• Exercise: Give only the lines from the one containing "Identify a point for each instance of the bare" through the end of the material below, exactly as written.

• The input:
-=-=-=-=-

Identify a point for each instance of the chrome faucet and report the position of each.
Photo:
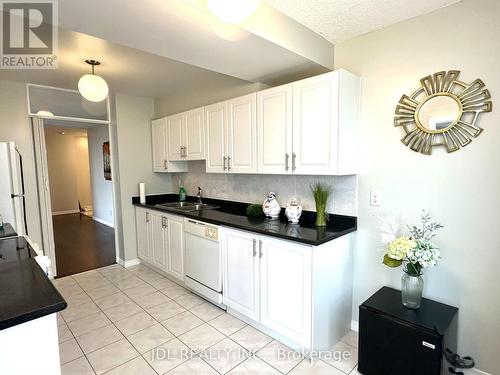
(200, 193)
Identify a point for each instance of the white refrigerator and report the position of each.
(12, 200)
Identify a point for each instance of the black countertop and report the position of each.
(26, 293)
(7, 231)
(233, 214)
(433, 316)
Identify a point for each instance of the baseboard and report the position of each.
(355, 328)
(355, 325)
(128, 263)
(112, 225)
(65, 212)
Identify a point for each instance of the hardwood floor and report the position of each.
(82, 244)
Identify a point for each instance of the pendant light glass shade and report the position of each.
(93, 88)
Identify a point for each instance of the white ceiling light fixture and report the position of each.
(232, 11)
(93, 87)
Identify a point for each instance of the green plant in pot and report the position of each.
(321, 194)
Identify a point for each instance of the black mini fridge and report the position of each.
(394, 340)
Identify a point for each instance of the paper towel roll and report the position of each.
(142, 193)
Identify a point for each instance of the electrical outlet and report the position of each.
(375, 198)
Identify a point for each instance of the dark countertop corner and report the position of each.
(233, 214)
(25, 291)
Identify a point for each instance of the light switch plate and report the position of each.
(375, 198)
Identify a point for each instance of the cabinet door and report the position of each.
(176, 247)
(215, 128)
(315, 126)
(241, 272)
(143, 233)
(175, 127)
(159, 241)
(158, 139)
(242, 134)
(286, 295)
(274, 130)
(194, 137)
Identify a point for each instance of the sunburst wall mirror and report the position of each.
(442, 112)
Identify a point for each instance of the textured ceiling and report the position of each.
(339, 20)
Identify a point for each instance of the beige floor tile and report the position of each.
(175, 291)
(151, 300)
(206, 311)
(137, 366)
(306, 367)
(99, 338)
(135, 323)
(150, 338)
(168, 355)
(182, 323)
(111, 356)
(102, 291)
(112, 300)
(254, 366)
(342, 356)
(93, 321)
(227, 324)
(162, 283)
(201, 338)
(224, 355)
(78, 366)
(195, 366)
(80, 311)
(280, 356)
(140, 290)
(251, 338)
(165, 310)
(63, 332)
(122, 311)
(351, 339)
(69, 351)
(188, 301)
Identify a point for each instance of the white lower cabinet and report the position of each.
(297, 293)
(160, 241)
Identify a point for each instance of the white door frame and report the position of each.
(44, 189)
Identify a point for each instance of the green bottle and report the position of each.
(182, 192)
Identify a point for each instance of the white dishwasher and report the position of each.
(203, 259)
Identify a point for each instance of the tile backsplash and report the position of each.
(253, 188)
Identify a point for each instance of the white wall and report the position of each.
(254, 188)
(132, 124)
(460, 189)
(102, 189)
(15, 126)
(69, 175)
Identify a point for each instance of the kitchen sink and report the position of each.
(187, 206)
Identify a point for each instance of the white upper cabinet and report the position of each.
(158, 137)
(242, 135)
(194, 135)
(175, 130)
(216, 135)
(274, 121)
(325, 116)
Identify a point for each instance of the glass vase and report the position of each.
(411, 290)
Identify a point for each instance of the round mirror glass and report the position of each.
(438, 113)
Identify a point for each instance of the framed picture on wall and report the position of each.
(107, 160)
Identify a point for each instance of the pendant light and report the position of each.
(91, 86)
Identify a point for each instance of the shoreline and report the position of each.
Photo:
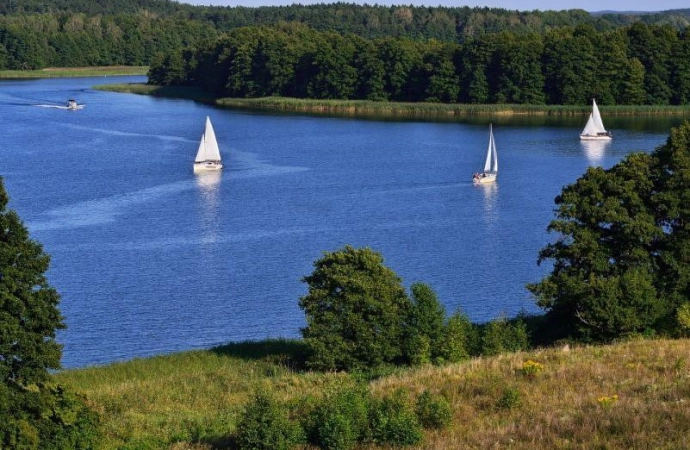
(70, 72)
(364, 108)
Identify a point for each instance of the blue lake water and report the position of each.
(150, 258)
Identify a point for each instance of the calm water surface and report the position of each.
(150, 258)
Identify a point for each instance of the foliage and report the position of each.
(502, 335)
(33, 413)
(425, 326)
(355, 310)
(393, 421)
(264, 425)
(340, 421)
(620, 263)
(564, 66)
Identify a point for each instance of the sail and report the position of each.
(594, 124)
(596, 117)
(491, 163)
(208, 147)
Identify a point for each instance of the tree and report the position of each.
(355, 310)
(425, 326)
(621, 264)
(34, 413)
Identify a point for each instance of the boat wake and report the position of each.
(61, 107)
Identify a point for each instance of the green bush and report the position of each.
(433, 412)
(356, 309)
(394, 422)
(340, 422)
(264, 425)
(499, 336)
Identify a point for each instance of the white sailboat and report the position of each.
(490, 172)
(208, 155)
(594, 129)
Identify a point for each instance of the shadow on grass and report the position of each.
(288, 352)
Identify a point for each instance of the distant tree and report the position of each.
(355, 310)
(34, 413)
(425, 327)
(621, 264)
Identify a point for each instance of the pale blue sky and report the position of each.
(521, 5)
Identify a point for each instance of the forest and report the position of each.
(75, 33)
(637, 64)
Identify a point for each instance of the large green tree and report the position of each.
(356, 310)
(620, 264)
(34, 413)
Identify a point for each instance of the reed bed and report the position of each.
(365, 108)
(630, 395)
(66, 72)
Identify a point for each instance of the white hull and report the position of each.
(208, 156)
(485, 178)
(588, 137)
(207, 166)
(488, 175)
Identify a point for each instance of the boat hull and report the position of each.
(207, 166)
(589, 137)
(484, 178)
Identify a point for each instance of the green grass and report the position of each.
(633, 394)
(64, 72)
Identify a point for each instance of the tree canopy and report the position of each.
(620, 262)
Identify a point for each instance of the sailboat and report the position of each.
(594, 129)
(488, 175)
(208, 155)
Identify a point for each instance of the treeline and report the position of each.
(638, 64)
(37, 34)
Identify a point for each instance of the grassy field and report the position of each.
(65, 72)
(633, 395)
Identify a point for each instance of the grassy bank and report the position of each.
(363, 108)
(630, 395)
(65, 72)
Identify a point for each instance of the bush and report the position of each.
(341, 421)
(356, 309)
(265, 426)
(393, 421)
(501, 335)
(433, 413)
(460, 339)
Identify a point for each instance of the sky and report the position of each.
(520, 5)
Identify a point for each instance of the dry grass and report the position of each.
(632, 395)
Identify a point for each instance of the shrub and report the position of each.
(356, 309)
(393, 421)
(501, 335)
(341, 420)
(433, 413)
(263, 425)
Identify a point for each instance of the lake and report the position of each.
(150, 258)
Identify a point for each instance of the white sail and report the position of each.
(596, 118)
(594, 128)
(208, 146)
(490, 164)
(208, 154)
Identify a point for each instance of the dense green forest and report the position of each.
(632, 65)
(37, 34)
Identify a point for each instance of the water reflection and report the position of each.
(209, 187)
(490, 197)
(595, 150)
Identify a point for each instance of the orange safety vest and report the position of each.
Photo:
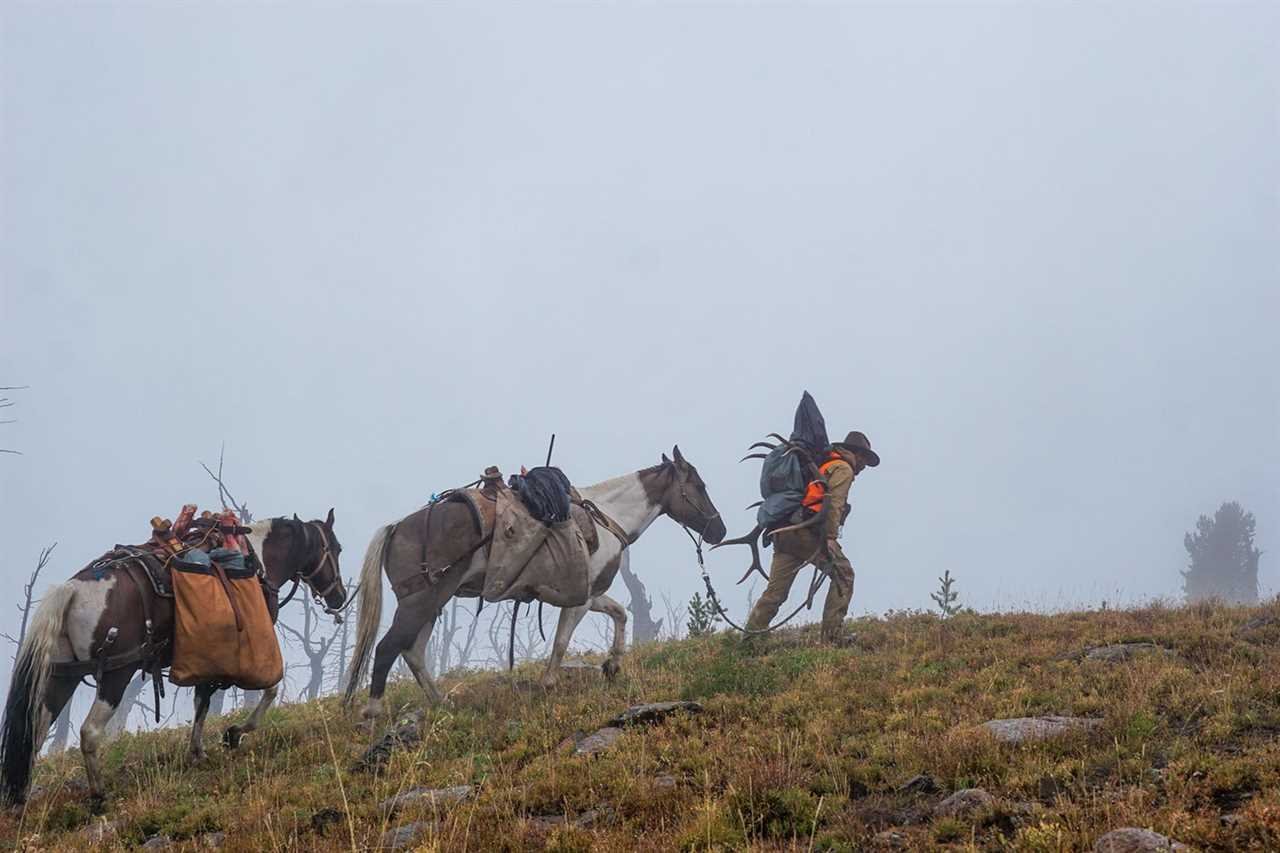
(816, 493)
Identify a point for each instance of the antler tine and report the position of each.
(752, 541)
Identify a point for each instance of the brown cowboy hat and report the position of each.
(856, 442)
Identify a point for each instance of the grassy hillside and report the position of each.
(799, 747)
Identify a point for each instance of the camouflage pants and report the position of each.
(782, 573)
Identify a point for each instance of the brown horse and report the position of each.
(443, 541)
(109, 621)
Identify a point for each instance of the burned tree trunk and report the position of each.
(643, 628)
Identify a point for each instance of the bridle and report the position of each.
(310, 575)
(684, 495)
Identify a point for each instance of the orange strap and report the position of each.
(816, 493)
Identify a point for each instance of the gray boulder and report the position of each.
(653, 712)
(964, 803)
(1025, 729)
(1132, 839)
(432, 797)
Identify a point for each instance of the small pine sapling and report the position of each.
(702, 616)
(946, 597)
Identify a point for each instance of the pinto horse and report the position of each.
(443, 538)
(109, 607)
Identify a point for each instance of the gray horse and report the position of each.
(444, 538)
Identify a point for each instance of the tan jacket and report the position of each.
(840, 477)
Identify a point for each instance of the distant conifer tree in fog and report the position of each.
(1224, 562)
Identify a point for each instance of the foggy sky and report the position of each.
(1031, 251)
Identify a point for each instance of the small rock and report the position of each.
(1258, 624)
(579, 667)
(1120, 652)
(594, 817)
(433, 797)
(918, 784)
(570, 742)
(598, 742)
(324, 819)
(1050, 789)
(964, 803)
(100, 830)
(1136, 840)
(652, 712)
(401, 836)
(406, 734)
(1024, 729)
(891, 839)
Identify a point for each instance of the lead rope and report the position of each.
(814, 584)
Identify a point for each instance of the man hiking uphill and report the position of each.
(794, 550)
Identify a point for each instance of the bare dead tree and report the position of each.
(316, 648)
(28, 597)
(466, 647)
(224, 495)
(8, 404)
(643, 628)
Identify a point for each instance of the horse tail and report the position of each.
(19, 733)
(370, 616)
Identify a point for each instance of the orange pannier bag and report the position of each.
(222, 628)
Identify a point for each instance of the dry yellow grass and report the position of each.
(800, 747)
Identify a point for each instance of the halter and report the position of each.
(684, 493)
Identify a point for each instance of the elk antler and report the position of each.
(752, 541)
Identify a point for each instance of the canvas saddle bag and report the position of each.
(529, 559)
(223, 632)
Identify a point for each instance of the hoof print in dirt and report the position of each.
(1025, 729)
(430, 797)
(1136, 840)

-=-=-=-=-

• Written answer:
Identify a point for each instance of the bare dead tree and report the position of each.
(316, 648)
(28, 597)
(466, 647)
(224, 495)
(8, 404)
(643, 628)
Identify a point for each instance of the horse tail and report the position of each.
(19, 733)
(370, 616)
Identify a point for each instance of the orange pannier bag and report the position of each.
(222, 628)
Identify a point for each instance of the dry yellow grass and report the position of each.
(800, 747)
Identify a point for each instance of the halter and report the position of each.
(684, 493)
Identify a point for each instance of the elk antler and report the position of each.
(752, 541)
Identify a point for each instance of the canvas saddle bag and report the position of each.
(529, 559)
(223, 632)
Identify a point for each instance of the hoof print in dirt and report the position of each.
(1025, 729)
(430, 797)
(1136, 840)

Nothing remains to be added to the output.